## Dataset rows
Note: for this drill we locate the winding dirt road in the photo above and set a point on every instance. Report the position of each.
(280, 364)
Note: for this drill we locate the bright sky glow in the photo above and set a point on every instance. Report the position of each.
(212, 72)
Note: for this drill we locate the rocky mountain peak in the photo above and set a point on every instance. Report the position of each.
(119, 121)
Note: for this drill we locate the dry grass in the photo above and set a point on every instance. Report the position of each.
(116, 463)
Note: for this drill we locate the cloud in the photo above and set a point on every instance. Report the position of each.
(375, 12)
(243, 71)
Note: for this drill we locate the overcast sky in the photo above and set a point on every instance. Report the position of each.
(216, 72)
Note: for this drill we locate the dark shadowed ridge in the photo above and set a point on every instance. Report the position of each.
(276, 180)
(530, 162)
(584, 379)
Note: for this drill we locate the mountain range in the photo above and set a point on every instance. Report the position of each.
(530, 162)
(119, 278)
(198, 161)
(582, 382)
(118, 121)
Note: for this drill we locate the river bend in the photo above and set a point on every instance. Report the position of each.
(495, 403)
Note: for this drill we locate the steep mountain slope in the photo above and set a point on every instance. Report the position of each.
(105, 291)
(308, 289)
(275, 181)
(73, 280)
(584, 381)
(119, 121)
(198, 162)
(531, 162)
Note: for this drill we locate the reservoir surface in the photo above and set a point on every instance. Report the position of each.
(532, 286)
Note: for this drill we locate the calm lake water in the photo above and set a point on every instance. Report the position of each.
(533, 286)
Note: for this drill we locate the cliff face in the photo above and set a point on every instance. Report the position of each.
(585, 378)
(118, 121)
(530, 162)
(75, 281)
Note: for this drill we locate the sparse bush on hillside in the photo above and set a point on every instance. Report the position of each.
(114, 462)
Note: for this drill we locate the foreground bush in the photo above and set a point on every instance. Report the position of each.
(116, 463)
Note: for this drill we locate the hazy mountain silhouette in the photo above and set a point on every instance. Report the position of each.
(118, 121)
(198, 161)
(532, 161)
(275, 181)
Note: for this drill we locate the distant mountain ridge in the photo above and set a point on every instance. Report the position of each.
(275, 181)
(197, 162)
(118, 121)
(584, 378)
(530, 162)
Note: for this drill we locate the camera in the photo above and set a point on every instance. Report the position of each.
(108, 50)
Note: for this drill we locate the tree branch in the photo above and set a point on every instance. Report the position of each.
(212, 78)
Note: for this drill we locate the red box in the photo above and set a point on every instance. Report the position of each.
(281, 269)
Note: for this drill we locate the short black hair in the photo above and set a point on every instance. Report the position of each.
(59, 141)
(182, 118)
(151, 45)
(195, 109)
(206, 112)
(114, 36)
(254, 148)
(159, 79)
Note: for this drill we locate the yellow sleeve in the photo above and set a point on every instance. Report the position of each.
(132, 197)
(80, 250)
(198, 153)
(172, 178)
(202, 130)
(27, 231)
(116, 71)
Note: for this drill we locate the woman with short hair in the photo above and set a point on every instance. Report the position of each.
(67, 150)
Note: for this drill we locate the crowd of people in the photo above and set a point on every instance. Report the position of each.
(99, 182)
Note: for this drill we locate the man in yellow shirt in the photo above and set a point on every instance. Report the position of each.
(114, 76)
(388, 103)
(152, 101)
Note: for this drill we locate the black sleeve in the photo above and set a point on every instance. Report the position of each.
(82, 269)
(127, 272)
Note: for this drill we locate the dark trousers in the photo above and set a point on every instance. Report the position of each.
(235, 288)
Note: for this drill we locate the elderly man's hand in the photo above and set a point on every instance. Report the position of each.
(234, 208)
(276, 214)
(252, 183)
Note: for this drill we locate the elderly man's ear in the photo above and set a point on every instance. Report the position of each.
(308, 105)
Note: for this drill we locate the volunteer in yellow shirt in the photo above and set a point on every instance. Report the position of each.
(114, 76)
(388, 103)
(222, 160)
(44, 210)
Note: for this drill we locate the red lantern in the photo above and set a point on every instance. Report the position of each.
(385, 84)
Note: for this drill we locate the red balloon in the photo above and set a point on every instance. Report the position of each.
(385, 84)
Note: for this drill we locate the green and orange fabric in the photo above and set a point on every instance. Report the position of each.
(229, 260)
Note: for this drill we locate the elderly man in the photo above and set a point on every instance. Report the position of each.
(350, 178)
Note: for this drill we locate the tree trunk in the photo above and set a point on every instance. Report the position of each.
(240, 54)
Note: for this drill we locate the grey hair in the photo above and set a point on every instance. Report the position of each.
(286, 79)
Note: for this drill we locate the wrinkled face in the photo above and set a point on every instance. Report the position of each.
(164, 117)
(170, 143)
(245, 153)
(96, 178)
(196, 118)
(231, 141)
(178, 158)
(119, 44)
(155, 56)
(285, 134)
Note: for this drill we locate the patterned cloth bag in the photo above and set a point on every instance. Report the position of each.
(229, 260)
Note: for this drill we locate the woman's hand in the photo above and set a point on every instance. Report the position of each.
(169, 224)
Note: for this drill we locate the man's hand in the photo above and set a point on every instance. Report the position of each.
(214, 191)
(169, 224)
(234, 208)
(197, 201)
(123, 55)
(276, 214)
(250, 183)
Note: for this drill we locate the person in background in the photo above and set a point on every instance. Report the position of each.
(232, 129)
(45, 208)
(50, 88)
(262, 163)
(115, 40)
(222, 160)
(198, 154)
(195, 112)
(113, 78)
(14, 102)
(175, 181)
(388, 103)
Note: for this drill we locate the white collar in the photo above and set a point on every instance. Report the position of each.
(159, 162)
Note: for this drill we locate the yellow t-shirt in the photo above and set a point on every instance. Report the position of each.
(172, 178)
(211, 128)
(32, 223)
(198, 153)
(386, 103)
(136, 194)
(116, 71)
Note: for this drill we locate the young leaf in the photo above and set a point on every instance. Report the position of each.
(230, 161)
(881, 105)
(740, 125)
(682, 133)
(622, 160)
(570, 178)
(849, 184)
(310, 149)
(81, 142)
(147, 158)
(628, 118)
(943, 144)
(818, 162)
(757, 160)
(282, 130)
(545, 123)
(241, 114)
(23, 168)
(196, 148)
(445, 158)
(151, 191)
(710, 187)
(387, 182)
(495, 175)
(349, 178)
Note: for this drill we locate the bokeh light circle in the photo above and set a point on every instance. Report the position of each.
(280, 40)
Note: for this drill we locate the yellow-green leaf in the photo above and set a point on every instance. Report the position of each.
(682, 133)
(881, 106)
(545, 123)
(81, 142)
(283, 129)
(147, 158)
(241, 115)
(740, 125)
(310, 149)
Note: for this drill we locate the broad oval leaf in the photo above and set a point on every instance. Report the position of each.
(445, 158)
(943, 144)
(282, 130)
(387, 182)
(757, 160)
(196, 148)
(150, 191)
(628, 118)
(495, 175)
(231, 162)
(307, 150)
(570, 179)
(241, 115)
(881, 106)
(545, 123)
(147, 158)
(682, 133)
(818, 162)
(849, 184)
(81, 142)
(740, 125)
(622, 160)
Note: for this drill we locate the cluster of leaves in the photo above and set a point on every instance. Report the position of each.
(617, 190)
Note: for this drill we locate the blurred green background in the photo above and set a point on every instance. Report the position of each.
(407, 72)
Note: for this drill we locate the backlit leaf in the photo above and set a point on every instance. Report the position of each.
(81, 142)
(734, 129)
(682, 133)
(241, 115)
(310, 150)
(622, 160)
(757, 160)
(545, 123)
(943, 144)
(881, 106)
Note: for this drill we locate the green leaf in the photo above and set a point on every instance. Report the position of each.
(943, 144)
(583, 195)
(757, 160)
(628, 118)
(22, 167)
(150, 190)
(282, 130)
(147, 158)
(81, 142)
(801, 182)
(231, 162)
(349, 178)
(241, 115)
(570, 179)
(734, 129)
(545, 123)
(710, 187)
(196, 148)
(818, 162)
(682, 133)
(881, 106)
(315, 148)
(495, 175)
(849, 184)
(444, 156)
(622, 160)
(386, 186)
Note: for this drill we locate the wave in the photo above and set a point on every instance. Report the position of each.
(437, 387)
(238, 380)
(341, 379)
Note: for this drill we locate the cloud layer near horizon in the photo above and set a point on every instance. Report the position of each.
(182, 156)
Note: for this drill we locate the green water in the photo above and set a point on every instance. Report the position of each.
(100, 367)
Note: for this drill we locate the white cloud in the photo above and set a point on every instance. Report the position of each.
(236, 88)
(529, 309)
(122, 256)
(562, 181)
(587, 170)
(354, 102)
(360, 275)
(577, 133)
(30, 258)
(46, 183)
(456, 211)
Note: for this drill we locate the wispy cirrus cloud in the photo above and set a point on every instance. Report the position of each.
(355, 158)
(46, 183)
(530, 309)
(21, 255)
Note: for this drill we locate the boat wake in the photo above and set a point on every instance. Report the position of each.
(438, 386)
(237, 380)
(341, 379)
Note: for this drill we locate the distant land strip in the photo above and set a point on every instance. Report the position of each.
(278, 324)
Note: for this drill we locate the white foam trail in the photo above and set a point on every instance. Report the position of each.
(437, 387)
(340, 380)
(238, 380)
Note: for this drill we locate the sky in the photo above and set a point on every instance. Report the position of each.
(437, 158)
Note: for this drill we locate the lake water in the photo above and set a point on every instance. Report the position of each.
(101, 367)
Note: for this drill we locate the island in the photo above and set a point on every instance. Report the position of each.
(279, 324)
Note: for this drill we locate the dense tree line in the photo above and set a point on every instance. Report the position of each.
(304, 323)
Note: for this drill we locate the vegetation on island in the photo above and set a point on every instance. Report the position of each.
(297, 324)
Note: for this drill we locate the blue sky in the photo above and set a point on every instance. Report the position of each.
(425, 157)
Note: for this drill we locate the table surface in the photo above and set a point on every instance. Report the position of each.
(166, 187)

## What you will do
Reproduce, word for word, the lines from the one containing "Note: for this drill we locate the sky" through the end of the records above.

## Exercise solution
Note: for this drill we locate the sky in the photo above and set a point on every instance. Report the position of each.
(437, 158)
Note: for this drill we locate the lake water in the photo above and set a point on every instance. Report the position of each.
(101, 367)
Note: for this drill we locate the island in the photo above and set a point on every instance. Report the position of each.
(279, 324)
Note: for this drill we locate the dense tree line in the photo above and set a point on every instance. Report the position of each.
(304, 323)
Note: for this drill we locate the vegetation on island in the photo above and set a point on every instance. Report the position of each.
(297, 324)
Note: for this drill we locate the blue sky in the photo above and set a point on every instance. Report the position of each.
(425, 157)
Note: for this drill we locate the table surface in the photo above and set a point on every instance. Report the position of each.
(166, 187)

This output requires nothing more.